#### 练习活动:
请判断以下三项陈述是否符合这篇关于人工智能伦理框架的文章：(a) 司晓的分享发表于2018年12月3日的论坛上；(b) 司晓认同人工智能会威胁人类的生存；(c) "四可"理念由司晓在这次论坛上首次提出。每项回答"是"或"否"，并逐字引用文中起决定作用的原文。

#### 所示文章:

++++++++++

腾讯研究院院长司晓:打造伦理“方舟”,让人工智能可知、可控、可用、可靠

原标题:腾讯研究院院长司晓:打造伦理“方舟”,让人工智能可知、可控、可用、可靠

文| 司晓 腾讯研究院院长

过去几年,随着技术的发展,各种包含人工智能技术的产品走入大众生活的方方面面。从新闻客户端中越来越“懂你”的信息流,到开始尝试在封闭道路上自动驾驶的汽车。

但是,人工智能这个“仆人”真的忠诚么?又或者说,人工智能只需要遵守忠诚一条伦理么?

当越来越多的人工智能承担了原本由人类承担的工作,人工智能伦理问题成为了技术行业、监管机构和大众最为关注的问题。

2018年12月3日,第七届北大-斯坦福互联网法律与公共政策论坛上,腾讯研究院院长司晓发表了以“为人工智能建立伦理框架”为主题的分享。

司晓重申了腾讯董事会主席马化腾在2018年世界人工智能大会上提到的人工智能的“四可”理念,即未来人工智能是应当做到“可知”、“可控”、“可用”和“可靠”。在本次会议上,他将“四可”翻译为“ARCC”(Available, Reliable, Comprehensible, and Controllable,读作ark),方舟让大家一下就想到保存人类生命火种的诺亚方舟,虽然他并不认同人工智能会威胁人类的生存,但以方舟的寓意来类比伦理对人工智能的重要性非常合适,他同时详细解释了“四可”背后的涵义。

司晓谈到,腾讯的愿景是通过“四可”这样的一个道德框架开始,去帮助AI开发者和他们的产品赢得公众的信任。一个新技术的诞生本身无关好坏,但通过伦理法律和各种制度设计确保这些技术能够成为“好的技术”是我们的责任。

—— 以下为演讲全文 ——

尊敬的各位领导,学者及来宾,大家下午好。

从刚才的嘉宾分享中,我们很高兴地了解到,已经有人认真考虑过机器与它的人类创造者对抗的可能性。

毫无疑问,知名作家艾萨克·阿西莫夫(Isaac Asimov)提出的“机器人三定律”已不能适应当今的人工智能发展。我们需要更加严肃、具体的方式来指导技术发展,并保护全人类的福祉。因此,我想从伦理的视角分享我对人工智能发展的一些看法——即“为人工智能建立伦理框架”

++++++++++

#### 练习数据:

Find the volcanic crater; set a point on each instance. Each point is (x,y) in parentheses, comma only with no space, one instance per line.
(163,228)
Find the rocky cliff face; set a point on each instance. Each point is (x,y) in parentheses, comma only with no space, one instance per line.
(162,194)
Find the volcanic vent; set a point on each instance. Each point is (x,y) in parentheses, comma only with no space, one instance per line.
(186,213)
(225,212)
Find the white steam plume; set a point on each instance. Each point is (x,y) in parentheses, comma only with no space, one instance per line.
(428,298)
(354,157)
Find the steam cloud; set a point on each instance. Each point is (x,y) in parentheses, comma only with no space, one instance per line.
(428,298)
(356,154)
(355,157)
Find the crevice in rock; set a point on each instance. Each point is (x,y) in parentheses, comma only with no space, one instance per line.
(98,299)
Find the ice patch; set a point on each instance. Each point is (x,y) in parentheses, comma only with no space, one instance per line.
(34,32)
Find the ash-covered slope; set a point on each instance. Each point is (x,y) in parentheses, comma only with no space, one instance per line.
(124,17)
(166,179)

++++++++++

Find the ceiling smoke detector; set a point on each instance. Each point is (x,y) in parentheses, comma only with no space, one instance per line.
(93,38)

++++++++++

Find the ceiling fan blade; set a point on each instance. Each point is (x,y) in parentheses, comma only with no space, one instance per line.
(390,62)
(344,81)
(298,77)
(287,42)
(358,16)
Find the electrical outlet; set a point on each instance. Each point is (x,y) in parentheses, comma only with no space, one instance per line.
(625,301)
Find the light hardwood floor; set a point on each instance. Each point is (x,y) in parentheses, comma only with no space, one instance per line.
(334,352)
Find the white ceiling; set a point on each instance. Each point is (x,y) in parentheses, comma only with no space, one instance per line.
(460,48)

++++++++++

#### 练习结果:
(a) 是。"2018年12月3日,第七届北大-斯坦福互联网法律与公共政策论坛上,腾讯研究院院长司晓发表了以“为人工智能建立伦理框架”为主题的分享。"
(b) 否。"虽然他并不认同人工智能会威胁人类的生存"
(c) 否。"司晓重申了腾讯董事会主席马化腾在2018年世界人工智能大会上提到的人工智能的“四可”理念"